Exercise material ->
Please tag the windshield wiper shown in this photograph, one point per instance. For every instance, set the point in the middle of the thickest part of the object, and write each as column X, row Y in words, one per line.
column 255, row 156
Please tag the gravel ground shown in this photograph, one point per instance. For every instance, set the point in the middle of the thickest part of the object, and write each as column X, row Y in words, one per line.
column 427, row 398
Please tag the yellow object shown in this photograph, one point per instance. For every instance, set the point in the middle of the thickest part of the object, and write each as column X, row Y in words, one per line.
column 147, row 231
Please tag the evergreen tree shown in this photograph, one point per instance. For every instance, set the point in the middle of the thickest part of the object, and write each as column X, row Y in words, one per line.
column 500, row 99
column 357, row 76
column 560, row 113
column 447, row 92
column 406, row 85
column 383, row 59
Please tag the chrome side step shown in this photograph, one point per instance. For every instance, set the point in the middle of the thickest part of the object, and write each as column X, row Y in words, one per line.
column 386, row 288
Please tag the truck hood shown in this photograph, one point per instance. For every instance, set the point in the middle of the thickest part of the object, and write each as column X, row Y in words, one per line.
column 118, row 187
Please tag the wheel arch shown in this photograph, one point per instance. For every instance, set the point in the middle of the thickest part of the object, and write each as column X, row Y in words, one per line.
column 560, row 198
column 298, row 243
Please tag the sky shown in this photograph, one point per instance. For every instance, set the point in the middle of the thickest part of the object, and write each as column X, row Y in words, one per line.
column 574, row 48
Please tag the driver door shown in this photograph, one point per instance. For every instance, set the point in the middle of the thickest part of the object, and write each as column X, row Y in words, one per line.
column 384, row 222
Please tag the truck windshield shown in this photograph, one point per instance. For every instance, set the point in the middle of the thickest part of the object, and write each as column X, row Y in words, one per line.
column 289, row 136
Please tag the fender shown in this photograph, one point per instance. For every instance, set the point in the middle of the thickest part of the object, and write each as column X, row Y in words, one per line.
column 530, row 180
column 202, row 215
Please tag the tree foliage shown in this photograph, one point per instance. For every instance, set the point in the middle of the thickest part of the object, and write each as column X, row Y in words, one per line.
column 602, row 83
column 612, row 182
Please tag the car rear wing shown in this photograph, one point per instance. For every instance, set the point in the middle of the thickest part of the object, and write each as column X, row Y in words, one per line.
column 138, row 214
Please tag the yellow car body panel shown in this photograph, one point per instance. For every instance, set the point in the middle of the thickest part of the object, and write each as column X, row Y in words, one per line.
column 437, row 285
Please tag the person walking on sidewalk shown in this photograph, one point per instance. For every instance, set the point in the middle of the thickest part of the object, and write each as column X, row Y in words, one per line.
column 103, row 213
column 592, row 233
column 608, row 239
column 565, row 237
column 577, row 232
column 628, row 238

Task directions -> When you reach the end of the data, retype all of it exactly.

The completed task ->
Please tag the windshield wiper shown in this photograph, one point per instance. For every instance, set the point in the middle of the thickest part of the object, and write each as column X, row Y in words, one per line.
column 255, row 156
Please tag the gravel ground shown in this photograph, one point per instance. For every instance, set the point in the middle of the thickest part of the object, and write each as column X, row Y in words, one per line.
column 427, row 398
Please tag the yellow object shown in this photograph, one point per instance. For every instance, set the point in the middle of the thickest part of the object, and write each as column X, row Y in words, one per line.
column 147, row 231
Please tag the evergreen tree shown in this photograph, one point per instance. For every instance, set the point in the middle of the thickest part of the object, and write each as column X, row Y in words, one per line.
column 500, row 99
column 357, row 76
column 560, row 113
column 447, row 92
column 406, row 85
column 383, row 59
Please tag the chrome side step shown in this photograph, one point per instance. For every instance, set the point in the middle of the thickest part of the object, and write each as column X, row Y in words, one per line.
column 386, row 288
Please tag the truck hood shown in this photograph, one point per instance. For every instance, set the point in the middle of the thickest part of the object, and write each as column X, row Y in words, one per line.
column 118, row 187
Please tag the wheel arch shown in this photograph, one point per instance. For every instance, set the point in the middle of the thickest part of the object, and write each as column X, row Y in words, one per line.
column 560, row 198
column 298, row 243
Please tag the sky shown in this photograph, one point per instance. For every instance, set the point in the middle of the thickest part of the object, and write each as column X, row Y in words, one per line.
column 574, row 48
Please tag the driver door shown in this photograph, one point per instance. For every instance, set the point in the middle of the thickest part of the object, and write each as column X, row Y in words, one per line.
column 384, row 222
Please tag the truck windshield shown in this photograph, one point per instance. For every instance, set the point in the middle of the thickest part of the object, and write each as column X, row Y in words, one per line.
column 289, row 136
Please tag the fender shown in this photograph, one point per instance. For every instance, set the point in the middle of the thickest part of the object, and write each as column X, row Y in words, one per line.
column 530, row 180
column 202, row 215
Please tag the tree foliage shown in this photograph, one point per instance. For every instance, set the point in the middle of the thickest part of the object, and write each as column X, row Y in words, one per line.
column 602, row 83
column 612, row 182
Please tag the car rear wing shown in this photograph, one point per instance. For every instance, set the point in the middle of the thickest part of the object, and write each as column X, row Y in words, one per line.
column 138, row 214
Please tag the yellow car body panel shown in this photograph, one point per instance. For every instance, set the point in the middle of the thickest part of the object, and write each as column X, row Y in words, one per line.
column 437, row 285
Please tag the person walking on sidewalk shown in this photograph, one point per instance. For every instance, set the point in the middle of the thickest part of the object, and write each as column X, row Y in words, one per line.
column 103, row 213
column 592, row 233
column 608, row 239
column 565, row 237
column 577, row 232
column 628, row 238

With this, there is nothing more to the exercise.